**EXERCISE INSTRUCTIONS**
Add 20 to every coordinate in the answer points, and write out the entries again in full, requests included, for the lines between the one holding "Where can you spot the power" and the one holding "Query: white bollard", inclusive.

[start DATA SECTION]

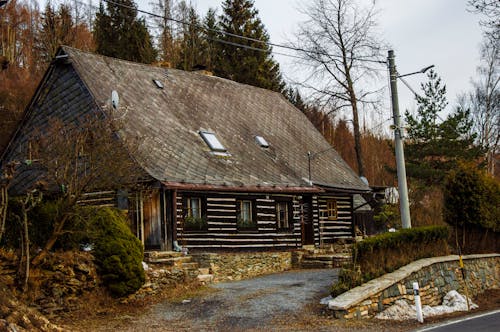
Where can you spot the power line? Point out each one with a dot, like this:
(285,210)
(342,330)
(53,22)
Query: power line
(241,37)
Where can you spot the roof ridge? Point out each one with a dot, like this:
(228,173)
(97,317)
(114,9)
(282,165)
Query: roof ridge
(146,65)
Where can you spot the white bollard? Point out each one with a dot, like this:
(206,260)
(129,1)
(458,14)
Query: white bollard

[end DATA SECTION]
[start DATA SECTION]

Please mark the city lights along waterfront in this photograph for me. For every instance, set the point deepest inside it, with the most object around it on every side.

[end DATA SECTION]

**OUTPUT BELOW**
Where can you spot the power line? Point out each one with a dot, like this:
(285,210)
(342,330)
(53,22)
Query: power line
(261,57)
Where can you spot the roof ridge? Point out each one with a dot, like this:
(228,173)
(97,317)
(114,9)
(282,165)
Query: roof ridge
(166,85)
Where can you spot the white bollard? Point out each one with a dot, like this:
(206,260)
(129,1)
(458,14)
Query: white bollard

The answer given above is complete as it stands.